Problem to solve -
Please repeat all of the listing exactly.

──────── Dataset excerpts ────────

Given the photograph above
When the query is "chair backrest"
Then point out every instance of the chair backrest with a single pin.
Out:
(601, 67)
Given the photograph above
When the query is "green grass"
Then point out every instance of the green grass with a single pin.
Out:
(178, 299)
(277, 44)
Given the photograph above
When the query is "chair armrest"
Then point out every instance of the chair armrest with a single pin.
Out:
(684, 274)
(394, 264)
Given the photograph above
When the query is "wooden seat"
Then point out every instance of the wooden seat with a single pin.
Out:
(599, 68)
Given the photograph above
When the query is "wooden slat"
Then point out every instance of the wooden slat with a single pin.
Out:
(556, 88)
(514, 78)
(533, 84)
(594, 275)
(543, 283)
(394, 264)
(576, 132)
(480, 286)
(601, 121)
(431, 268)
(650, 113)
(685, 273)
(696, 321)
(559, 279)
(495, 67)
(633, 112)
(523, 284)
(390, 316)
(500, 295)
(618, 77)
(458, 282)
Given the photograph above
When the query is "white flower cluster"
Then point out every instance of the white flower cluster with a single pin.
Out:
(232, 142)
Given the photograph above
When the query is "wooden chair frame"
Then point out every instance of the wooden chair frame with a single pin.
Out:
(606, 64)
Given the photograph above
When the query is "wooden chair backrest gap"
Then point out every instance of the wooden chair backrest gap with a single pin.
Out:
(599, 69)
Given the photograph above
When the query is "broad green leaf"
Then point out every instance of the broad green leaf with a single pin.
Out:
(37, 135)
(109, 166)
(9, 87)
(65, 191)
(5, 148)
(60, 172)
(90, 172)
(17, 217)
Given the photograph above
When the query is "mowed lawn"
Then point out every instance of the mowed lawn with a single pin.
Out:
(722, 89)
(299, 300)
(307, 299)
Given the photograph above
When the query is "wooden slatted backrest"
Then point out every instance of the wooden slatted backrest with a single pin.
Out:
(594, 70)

────────

Correct result -
Given the photograph above
When the query is "chair backrest"
Then point out every instance of the chair backrest with a single pin.
Out:
(601, 67)
Given the photograph above
When the query is "green grass"
Then point out every instance of the green grass with a single pin.
Out:
(178, 299)
(277, 44)
Given the photograph above
When the query is "chair armrest"
Then point out every instance of the chair armrest with a single pin.
Out:
(684, 274)
(394, 264)
Given the photograph above
When the query is "wooden seat"
Then point out every instance of the wooden seat with a single pin.
Out:
(599, 68)
Given the photograph above
When the query is "wooden slat"
Then point out every instance of the wooden slat with a single pin.
Out:
(556, 88)
(514, 78)
(533, 84)
(594, 275)
(543, 283)
(394, 264)
(576, 132)
(480, 286)
(601, 121)
(431, 268)
(650, 113)
(685, 273)
(696, 321)
(559, 279)
(495, 67)
(633, 112)
(523, 284)
(390, 316)
(500, 295)
(618, 77)
(458, 282)
Given the photograph above
When the query is "white flower cluster"
Then point out every instance of the white flower cluster with a single pin.
Out:
(232, 142)
Given the photograph above
When the query is "wooden chair frame"
Then point out every instance of the wooden chair frame with a single pin.
Out:
(606, 64)
Given the photograph above
When the query is "wooden chair backrest gap"
Then point out every instance of the wooden chair backrest gap with a single pin.
Out:
(599, 69)
Given the photograph above
When the query is "broad green leaf"
Then point out every instance of the broad green leaf with a single pin.
Out:
(37, 135)
(109, 166)
(9, 87)
(65, 191)
(5, 148)
(60, 172)
(90, 172)
(17, 217)
Given the photograph above
When the query is "mowed lawn"
Then point out every instance of the mowed lawn with a single pin.
Out:
(722, 89)
(299, 300)
(307, 299)
Given the photograph above
When the query is "wooden slatted backrest"
Then point out every instance of the wooden slatted backrest with a single pin.
Out:
(594, 70)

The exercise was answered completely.